* **Problem**
Pick out every line in the items below that contains the string "leaf", and copy each of those lines.

___ Extracted material ___

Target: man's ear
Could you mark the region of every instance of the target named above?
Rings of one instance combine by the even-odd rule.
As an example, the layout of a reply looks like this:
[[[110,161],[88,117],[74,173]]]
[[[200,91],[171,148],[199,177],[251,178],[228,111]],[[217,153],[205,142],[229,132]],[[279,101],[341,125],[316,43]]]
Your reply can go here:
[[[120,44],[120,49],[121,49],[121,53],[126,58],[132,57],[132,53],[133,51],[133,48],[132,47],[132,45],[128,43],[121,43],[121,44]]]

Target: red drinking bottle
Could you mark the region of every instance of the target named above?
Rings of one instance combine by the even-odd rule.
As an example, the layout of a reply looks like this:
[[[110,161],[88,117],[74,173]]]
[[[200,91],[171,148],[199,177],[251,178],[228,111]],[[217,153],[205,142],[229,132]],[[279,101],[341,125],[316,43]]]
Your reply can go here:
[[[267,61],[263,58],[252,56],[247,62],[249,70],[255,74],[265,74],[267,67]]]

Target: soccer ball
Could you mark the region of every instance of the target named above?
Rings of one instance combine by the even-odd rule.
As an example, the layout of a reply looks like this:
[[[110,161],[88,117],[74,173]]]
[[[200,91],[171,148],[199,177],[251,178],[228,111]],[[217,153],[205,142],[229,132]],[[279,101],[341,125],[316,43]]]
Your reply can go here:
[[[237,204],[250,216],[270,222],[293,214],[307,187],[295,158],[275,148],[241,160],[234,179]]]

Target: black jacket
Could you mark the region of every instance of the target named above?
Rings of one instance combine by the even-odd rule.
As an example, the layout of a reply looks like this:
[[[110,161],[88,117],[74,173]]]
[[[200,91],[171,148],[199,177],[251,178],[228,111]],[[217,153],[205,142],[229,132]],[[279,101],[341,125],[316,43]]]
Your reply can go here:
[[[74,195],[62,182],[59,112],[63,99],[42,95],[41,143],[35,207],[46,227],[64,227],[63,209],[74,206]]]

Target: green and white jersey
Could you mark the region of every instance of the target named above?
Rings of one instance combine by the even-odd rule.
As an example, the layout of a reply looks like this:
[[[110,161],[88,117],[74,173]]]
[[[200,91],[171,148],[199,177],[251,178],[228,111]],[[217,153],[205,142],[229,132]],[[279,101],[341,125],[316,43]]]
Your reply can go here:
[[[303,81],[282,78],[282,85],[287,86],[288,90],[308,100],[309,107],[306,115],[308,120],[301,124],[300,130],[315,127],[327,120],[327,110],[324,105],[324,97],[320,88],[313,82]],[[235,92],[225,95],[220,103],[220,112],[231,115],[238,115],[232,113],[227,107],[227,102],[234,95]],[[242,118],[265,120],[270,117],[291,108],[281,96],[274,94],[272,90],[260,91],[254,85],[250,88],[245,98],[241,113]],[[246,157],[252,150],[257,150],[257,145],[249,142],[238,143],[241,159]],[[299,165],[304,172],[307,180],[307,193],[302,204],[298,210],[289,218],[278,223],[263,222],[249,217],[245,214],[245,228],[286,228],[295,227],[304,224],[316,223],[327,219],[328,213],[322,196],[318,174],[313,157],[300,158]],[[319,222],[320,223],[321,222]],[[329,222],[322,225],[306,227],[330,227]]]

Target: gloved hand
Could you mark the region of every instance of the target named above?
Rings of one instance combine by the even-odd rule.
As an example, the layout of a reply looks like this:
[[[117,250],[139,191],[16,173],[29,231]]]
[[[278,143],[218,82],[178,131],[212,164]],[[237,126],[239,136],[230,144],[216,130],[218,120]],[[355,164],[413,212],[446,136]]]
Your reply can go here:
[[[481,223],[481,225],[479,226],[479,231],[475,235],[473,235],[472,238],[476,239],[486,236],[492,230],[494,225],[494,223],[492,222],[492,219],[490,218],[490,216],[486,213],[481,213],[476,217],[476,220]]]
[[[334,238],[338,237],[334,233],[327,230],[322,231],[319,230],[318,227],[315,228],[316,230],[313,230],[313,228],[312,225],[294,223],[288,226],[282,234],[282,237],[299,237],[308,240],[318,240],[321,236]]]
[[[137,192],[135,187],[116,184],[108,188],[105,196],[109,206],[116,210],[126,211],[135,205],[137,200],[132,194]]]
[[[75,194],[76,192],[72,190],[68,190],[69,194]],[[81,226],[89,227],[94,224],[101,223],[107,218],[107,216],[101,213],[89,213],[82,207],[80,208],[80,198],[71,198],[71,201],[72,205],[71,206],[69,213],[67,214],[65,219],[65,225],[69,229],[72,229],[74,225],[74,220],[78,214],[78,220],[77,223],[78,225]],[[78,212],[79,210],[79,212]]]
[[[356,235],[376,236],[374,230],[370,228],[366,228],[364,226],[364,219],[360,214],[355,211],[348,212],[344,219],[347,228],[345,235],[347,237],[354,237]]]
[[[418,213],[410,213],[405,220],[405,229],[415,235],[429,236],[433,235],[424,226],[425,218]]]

___
___ Extracted material ___

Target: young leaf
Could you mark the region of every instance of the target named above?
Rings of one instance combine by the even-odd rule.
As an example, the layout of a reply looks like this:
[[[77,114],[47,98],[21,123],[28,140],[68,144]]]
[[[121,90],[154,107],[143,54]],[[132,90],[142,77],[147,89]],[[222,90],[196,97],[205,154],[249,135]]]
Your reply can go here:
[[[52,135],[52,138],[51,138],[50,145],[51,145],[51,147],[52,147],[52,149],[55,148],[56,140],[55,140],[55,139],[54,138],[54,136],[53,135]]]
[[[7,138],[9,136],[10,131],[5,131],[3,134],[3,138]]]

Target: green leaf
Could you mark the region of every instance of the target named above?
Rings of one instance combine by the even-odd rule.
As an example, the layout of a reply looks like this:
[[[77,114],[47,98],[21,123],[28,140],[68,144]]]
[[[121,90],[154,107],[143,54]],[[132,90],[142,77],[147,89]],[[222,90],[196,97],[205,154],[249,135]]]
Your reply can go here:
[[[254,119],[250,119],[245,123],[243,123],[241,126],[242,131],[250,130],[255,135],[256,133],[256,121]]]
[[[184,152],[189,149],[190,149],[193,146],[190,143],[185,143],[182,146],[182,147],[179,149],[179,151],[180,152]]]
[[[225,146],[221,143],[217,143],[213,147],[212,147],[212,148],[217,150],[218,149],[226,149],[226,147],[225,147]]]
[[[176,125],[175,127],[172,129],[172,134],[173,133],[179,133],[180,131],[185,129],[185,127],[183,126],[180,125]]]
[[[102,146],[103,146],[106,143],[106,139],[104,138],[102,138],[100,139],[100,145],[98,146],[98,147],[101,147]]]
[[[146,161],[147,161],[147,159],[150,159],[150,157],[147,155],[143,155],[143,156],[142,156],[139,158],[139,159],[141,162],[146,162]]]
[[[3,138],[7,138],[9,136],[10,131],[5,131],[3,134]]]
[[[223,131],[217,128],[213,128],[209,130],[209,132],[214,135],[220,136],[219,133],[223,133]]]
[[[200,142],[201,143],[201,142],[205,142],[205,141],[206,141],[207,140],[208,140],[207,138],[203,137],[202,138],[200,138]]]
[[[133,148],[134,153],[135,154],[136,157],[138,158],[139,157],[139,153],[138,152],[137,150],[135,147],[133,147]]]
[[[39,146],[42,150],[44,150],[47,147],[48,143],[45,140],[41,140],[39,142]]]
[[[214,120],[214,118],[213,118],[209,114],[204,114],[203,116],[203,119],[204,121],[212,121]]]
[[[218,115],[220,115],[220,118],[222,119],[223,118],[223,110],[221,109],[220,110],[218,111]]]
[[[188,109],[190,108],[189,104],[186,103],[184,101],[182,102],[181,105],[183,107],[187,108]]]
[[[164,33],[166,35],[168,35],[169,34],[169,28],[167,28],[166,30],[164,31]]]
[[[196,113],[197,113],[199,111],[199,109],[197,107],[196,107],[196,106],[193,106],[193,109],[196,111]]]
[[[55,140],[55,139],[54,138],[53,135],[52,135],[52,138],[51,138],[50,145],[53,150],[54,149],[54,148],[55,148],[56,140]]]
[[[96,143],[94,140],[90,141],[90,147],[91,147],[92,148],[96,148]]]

___

* **Written solution**
Target: young leaf
Target: green leaf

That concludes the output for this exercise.